**EXERCISE DESCRIPTION**:
Please give an exact transcription of the lines below, from the one that contains "Expected: one point per instance of the ripple" to the very last, with no other lines.
━━━━━━
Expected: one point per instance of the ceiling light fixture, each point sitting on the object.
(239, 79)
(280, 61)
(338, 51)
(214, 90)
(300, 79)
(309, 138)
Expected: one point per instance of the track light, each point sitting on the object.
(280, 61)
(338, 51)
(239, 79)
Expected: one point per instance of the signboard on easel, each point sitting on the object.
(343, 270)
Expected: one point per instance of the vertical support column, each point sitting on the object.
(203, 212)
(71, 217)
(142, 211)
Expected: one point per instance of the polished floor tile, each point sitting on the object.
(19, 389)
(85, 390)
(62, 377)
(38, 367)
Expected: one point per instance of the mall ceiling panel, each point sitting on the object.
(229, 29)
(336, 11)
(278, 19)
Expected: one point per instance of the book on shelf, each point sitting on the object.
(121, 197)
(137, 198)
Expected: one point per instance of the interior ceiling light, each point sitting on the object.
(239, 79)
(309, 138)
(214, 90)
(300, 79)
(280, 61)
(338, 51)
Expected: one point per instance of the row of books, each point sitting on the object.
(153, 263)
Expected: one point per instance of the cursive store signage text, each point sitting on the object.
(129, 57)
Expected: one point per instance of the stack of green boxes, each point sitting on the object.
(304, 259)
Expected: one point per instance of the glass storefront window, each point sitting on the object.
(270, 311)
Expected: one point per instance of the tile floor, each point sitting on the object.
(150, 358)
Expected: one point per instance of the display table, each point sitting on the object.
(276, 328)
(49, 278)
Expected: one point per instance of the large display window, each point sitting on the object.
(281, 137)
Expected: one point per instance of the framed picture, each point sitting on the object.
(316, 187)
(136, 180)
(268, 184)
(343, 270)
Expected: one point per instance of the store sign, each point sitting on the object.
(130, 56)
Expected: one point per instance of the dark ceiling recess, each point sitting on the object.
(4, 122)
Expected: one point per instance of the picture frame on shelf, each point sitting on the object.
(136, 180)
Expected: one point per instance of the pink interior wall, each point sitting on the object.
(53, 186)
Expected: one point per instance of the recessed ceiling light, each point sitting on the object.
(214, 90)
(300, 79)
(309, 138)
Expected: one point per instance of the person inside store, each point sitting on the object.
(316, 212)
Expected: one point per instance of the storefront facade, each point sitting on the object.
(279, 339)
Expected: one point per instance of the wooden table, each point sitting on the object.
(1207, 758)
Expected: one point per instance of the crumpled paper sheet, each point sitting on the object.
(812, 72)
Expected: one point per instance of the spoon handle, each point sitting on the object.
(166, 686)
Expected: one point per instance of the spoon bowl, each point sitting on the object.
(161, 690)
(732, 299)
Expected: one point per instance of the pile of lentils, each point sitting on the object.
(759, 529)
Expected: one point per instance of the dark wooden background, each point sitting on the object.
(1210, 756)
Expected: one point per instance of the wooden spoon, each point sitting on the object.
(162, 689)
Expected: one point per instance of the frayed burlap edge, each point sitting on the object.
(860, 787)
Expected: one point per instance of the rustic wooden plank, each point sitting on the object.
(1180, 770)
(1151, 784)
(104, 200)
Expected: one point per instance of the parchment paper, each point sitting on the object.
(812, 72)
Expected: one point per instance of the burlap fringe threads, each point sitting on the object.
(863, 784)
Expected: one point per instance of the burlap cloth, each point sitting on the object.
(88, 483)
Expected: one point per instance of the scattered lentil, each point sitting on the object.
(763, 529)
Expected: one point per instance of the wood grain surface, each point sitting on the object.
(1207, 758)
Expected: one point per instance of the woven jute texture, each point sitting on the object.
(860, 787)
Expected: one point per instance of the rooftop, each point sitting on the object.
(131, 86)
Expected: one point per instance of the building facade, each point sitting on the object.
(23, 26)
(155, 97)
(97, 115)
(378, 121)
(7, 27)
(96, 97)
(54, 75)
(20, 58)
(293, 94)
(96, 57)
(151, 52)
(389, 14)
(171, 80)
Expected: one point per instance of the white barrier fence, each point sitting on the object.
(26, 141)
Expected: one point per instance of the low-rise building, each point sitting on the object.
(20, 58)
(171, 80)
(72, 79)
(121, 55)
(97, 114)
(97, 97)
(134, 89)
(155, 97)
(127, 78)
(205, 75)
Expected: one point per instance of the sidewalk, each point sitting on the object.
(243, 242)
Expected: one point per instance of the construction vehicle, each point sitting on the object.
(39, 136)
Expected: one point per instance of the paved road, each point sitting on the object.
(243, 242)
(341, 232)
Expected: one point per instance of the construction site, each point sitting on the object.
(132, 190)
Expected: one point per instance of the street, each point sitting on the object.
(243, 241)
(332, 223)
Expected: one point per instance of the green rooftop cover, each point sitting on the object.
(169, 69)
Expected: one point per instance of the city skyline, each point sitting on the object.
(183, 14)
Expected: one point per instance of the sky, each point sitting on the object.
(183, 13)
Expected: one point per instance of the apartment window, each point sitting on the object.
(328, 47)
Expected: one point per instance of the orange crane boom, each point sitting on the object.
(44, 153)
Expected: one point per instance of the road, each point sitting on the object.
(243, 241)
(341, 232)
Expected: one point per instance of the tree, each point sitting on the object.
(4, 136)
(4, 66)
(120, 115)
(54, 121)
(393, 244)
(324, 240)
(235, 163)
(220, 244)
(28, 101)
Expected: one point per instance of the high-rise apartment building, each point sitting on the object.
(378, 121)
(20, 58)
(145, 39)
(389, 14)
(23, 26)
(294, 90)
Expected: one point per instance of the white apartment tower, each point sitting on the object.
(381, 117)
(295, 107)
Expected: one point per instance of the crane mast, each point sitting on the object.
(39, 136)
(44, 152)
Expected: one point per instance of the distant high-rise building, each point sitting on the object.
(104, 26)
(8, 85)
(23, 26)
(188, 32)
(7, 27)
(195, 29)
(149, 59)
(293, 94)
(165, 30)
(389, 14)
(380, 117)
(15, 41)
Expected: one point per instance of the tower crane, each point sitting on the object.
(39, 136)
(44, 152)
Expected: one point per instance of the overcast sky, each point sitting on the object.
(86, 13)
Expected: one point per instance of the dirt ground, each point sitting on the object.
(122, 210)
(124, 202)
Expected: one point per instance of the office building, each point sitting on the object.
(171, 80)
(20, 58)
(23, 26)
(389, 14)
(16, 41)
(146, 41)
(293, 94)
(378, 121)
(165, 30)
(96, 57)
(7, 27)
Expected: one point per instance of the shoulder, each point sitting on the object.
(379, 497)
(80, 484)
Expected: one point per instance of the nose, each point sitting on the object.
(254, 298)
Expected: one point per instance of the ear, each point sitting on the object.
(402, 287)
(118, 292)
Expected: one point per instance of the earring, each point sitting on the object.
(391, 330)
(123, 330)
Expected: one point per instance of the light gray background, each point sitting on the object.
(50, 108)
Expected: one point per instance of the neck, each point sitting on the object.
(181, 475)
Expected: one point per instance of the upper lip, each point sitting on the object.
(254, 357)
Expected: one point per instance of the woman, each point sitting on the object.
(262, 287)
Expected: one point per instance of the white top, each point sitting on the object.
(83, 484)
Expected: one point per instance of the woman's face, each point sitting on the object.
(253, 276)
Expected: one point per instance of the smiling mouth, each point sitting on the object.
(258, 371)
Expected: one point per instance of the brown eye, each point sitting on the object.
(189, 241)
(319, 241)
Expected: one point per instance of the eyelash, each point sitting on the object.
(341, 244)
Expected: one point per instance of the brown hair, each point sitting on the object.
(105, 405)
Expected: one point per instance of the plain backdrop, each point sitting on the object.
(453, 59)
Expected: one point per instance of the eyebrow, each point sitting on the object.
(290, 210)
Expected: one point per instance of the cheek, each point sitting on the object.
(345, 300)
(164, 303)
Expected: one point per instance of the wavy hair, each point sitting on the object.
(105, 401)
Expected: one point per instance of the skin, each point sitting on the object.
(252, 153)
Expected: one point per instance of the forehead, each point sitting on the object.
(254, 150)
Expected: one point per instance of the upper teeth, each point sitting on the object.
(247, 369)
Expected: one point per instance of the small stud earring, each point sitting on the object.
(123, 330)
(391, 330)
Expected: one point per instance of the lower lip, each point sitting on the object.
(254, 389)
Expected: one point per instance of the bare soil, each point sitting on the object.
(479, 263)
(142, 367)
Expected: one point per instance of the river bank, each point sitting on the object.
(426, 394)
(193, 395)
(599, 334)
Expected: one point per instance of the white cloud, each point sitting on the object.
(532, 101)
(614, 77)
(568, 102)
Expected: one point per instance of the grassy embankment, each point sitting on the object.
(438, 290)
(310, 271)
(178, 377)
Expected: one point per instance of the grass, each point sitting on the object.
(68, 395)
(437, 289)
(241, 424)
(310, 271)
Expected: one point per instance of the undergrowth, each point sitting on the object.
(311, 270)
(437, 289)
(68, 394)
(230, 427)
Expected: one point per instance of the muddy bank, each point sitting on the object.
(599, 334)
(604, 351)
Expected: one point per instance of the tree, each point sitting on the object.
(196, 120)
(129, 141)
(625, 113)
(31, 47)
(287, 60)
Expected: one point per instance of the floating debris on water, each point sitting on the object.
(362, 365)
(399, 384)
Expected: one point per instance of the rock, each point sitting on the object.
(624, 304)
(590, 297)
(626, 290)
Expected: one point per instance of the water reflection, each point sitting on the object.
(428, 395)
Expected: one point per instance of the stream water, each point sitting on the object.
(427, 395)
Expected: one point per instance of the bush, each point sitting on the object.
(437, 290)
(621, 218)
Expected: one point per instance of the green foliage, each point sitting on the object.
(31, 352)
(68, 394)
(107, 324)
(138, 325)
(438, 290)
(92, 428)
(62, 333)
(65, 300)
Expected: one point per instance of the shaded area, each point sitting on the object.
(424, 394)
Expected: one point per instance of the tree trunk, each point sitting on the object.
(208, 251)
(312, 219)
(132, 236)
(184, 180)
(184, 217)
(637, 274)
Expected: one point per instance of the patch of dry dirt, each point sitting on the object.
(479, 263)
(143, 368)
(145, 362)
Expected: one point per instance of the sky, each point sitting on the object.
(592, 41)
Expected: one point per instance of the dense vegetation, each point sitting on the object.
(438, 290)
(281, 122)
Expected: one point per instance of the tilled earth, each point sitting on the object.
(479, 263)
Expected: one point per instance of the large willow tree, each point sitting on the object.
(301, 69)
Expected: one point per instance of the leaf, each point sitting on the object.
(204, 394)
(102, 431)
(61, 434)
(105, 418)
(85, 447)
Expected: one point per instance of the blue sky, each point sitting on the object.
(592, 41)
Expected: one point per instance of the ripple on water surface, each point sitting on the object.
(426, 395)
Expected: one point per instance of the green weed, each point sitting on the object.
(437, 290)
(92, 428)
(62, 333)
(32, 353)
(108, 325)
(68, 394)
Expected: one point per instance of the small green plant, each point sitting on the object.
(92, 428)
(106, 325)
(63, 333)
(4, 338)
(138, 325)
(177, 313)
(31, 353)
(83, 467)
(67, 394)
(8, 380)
━━━━━━
**SOLUTION BELOW**:
Expected: one point per instance of the ripple on water surface, each point sitting on the object.
(426, 395)
Expected: one point per instance of the green weed, each point sitting on the object.
(437, 290)
(92, 428)
(62, 333)
(32, 353)
(108, 325)
(68, 394)
Expected: one point per instance of the small green plant, each point sitting on the object.
(92, 428)
(106, 325)
(63, 333)
(4, 338)
(138, 325)
(177, 313)
(31, 353)
(83, 467)
(67, 394)
(8, 380)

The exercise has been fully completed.